REQUIRED WORK: Quote the lines below exactly, from the one that holds "locate: wrought iron" through the final line of the records, and only those.

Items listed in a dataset
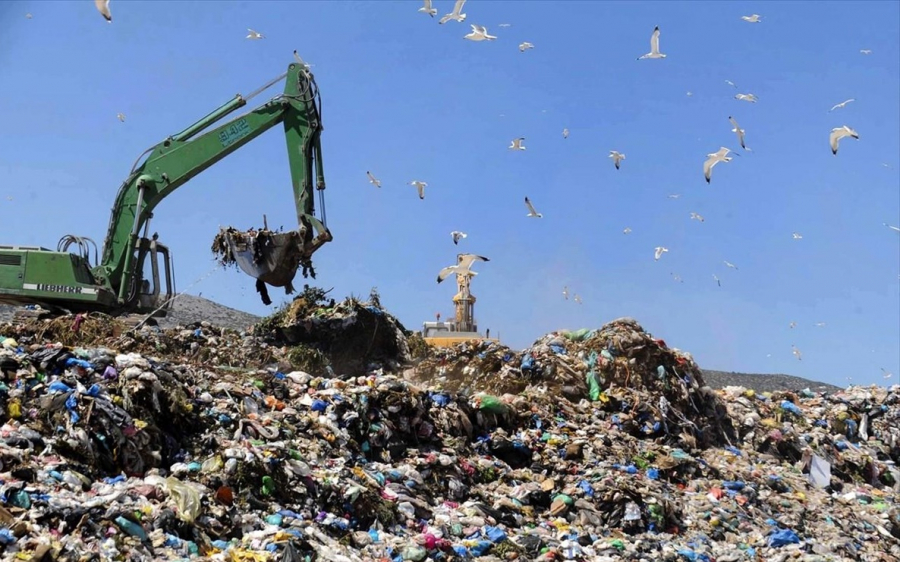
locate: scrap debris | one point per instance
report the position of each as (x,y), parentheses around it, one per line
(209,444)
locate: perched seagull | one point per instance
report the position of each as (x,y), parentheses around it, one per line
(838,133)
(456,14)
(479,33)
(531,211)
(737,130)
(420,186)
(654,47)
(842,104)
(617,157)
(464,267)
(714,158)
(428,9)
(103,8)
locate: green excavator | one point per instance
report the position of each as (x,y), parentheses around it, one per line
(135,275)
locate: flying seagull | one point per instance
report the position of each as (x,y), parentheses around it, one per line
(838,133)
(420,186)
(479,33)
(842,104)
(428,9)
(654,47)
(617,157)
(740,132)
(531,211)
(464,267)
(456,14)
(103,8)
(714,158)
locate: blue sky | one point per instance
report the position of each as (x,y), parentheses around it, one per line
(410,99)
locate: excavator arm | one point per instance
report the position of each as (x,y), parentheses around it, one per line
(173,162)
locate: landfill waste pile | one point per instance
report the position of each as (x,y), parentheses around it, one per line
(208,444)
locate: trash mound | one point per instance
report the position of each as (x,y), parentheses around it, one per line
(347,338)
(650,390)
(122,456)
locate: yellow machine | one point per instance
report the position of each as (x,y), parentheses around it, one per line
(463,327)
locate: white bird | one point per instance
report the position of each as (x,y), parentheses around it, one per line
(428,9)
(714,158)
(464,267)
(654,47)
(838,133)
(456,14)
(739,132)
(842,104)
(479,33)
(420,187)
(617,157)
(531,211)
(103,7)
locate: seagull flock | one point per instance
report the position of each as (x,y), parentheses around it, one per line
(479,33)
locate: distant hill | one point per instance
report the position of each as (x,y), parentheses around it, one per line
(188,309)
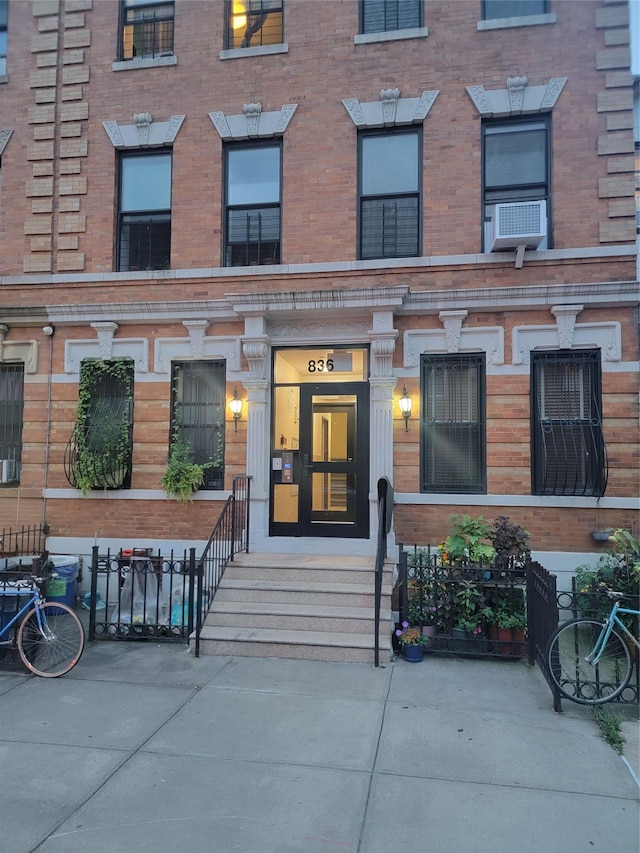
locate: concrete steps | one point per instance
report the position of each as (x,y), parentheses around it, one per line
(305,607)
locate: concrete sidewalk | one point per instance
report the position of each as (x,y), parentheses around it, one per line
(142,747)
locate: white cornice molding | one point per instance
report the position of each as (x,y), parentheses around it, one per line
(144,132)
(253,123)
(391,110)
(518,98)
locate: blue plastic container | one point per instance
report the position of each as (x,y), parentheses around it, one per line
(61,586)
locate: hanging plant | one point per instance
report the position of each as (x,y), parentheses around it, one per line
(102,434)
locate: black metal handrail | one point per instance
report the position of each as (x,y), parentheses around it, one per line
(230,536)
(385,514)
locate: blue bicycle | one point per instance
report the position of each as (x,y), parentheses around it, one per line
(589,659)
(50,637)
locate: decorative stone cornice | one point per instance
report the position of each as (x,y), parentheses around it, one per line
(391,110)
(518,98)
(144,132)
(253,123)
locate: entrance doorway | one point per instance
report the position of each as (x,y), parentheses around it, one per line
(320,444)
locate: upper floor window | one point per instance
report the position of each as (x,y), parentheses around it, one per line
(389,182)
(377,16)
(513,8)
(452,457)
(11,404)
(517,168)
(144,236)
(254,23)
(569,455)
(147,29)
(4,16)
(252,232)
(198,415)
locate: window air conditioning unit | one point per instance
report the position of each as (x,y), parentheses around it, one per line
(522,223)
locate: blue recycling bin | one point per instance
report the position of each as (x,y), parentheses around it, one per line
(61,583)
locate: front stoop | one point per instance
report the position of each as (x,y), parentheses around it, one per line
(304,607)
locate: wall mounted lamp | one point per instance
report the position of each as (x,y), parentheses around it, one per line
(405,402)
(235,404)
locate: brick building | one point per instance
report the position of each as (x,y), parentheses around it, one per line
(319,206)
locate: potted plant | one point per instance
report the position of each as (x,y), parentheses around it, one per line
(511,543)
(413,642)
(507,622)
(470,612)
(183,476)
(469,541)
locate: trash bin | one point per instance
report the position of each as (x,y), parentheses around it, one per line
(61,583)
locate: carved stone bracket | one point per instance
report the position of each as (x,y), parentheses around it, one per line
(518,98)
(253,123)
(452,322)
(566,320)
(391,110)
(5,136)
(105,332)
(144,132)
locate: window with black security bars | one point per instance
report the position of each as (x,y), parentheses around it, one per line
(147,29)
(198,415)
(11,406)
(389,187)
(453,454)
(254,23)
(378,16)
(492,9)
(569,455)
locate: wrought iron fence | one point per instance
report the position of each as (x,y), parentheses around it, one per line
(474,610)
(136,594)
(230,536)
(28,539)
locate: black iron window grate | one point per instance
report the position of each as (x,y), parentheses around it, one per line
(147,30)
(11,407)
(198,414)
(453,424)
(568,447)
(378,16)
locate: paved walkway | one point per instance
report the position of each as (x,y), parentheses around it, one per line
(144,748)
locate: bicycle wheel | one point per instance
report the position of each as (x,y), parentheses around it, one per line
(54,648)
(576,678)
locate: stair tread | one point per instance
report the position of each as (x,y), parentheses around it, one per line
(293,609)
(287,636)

RESULT OF THIS TASK:
locate: wrought iron fence | one point per instance
report the position of each as (x,y), parentheses around it, one per line
(474,610)
(136,594)
(230,536)
(28,539)
locate: black iron window grate | one point per instance
report the position of each as (x,y), parentheses around it, one per line
(147,30)
(11,407)
(198,414)
(453,424)
(568,447)
(378,16)
locate: paved walkway | one point per instance
report the position of each as (x,y), parentheses around it, one per line
(144,748)
locate: bicycle wheel | one point per instance
report the position of each as (x,y), parentheses around it, one per line
(54,648)
(576,678)
locate: stair tread | one point per instance
report the position of each as (x,y), parentheses around it, one per line
(293,609)
(287,636)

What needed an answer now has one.